# What you have to do
All entries are to be given again verbatim.

# Source records

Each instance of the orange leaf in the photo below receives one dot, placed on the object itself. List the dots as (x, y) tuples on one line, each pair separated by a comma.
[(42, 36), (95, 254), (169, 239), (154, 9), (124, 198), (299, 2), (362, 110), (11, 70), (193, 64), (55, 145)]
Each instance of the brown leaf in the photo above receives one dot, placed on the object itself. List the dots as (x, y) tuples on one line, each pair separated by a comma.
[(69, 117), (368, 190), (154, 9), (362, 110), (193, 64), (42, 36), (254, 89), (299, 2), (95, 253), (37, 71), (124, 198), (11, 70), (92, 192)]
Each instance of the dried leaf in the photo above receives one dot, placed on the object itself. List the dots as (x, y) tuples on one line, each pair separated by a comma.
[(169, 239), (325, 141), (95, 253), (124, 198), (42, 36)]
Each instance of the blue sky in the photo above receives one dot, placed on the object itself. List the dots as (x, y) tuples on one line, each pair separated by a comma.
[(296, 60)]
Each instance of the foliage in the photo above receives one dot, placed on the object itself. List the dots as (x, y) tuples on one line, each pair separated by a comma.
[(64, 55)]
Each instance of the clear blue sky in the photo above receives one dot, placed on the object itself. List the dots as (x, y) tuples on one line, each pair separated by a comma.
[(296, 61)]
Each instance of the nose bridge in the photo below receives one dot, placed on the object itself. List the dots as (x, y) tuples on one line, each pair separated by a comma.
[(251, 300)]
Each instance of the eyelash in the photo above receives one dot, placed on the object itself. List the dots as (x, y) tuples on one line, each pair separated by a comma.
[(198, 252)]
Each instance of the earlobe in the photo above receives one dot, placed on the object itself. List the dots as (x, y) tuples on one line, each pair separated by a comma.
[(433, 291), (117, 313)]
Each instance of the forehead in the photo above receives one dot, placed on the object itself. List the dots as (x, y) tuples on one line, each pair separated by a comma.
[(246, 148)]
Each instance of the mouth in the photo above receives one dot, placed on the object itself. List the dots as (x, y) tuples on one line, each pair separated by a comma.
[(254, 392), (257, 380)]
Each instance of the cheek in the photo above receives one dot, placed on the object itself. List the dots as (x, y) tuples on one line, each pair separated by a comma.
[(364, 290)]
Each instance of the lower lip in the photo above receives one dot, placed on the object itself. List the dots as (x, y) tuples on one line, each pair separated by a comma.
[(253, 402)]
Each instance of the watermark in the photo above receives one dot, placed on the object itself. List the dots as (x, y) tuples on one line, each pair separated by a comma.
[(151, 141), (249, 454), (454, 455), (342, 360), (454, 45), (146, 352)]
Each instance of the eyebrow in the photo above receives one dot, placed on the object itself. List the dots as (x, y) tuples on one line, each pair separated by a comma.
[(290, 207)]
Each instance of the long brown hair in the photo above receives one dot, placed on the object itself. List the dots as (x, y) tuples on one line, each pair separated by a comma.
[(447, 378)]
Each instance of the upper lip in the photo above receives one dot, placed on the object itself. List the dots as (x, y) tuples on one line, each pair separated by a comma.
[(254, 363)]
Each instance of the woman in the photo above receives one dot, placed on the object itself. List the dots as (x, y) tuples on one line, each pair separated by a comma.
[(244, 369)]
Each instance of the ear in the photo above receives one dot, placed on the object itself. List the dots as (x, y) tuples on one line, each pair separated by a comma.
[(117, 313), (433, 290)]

# Answer to this exercise
Each instance of the orange leaf in the photo below receives one dot, placed on the object itself. List the dots as (x, y) tuples on one line, each pair separated by a comma.
[(42, 36), (95, 254), (169, 239), (154, 9), (124, 198), (299, 2), (362, 110), (11, 70), (193, 64), (55, 145)]
Each instance of the brown leaf in the photo above receives one dot, placed on the object itself. List the dots as (x, y) tuples on one line, each pair separated by a comma.
[(69, 117), (368, 190), (154, 9), (362, 110), (193, 64), (42, 36), (254, 89), (299, 2), (95, 253), (37, 71), (124, 198), (11, 70), (92, 192)]
Each instance of the dried leaf in the photo above receives one dot, placed on the object itself. List the dots as (x, y) tuples on one line, each pair separated by a comma.
[(169, 239), (325, 141), (95, 253), (124, 198), (42, 36)]
Each instance of the blue sky in the photo above receives one dot, placed on the object itself. List the dots as (x, y) tuples on one line, each pair separated by a comma.
[(296, 60)]
Each instance of the foliage in the photo above receives one dot, placed on the object itself. List the dots as (x, y) tuples on one line, each pair separated by a comma.
[(64, 55)]
Each instance of the clear blue sky in the photo above receives one dot, placed on the object itself. List the dots as (x, y) tuples on one line, each pair separated by a comma.
[(296, 61)]
Each instance of the nose bridge in the photo below receives one dot, placed on the object itself. List the dots as (x, y) tuples on one line, each pair separated by a comma.
[(251, 300)]
Each instance of the eyelash in the photo above receives one dot, placed on the object itself. List the dots as (x, y) tuples on one line, each pair separated by a comma.
[(198, 252)]
Each instance of the earlobe in the photo above receives one dot, placed on the object itself. List the dots as (x, y) tuples on one line, each pair separated by a comma.
[(433, 291), (117, 313)]
Each instance of the forehead in the photo above receives one dot, placed on the object itself. List the dots as (x, y) tuples on one line, each pair separated by a comma.
[(246, 148)]
Each instance of the mouth in the photo above receives one dot, placed on the object itself. List the dots as (x, y) tuples on one line, each pair separated by a comma.
[(254, 392), (257, 380)]
Each instance of the cheek in the photo above receives one dot, placed on the object itself. List the dots as (x, y) tuples on one line, each pair separated by a comma.
[(364, 290)]
Each instance of the lower lip in the photo above receives one dot, placed on the object itself. List the dots as (x, y) tuples on one line, each pair separated by a comma.
[(253, 402)]
Each instance of the watermark in the photo above receives one dot, placed on the object itself. List the dots as (x, y) tuples on one line, each pair separated by a comma.
[(151, 141), (249, 454), (454, 455), (342, 360), (454, 45), (146, 352)]
Each instance of the eyebrow in the photo above receives one dot, placed on the object itself. List the dots as (x, y) tuples on one line, each pair separated by a comma.
[(290, 207)]
Each instance of the long brown hair in the photo above receives one dot, placed on the object itself. List the dots as (x, y) tuples on one line, each pair separated by a comma.
[(447, 378)]
Each instance of the upper lip in the photo above receives one dot, placed on the object itself. List the dots as (x, y) tuples on one line, each pair separated by a comma.
[(254, 363)]
Each instance of the woman in the photo above receives one dot, placed on the object itself. List the dots as (x, y) tuples on one line, each pair separated by a comma.
[(244, 369)]
Each instance of the ear in the photo above receives one dot, placed on the object itself. List the dots as (x, y) tuples on one line, each pair separated by a comma.
[(117, 313), (433, 290)]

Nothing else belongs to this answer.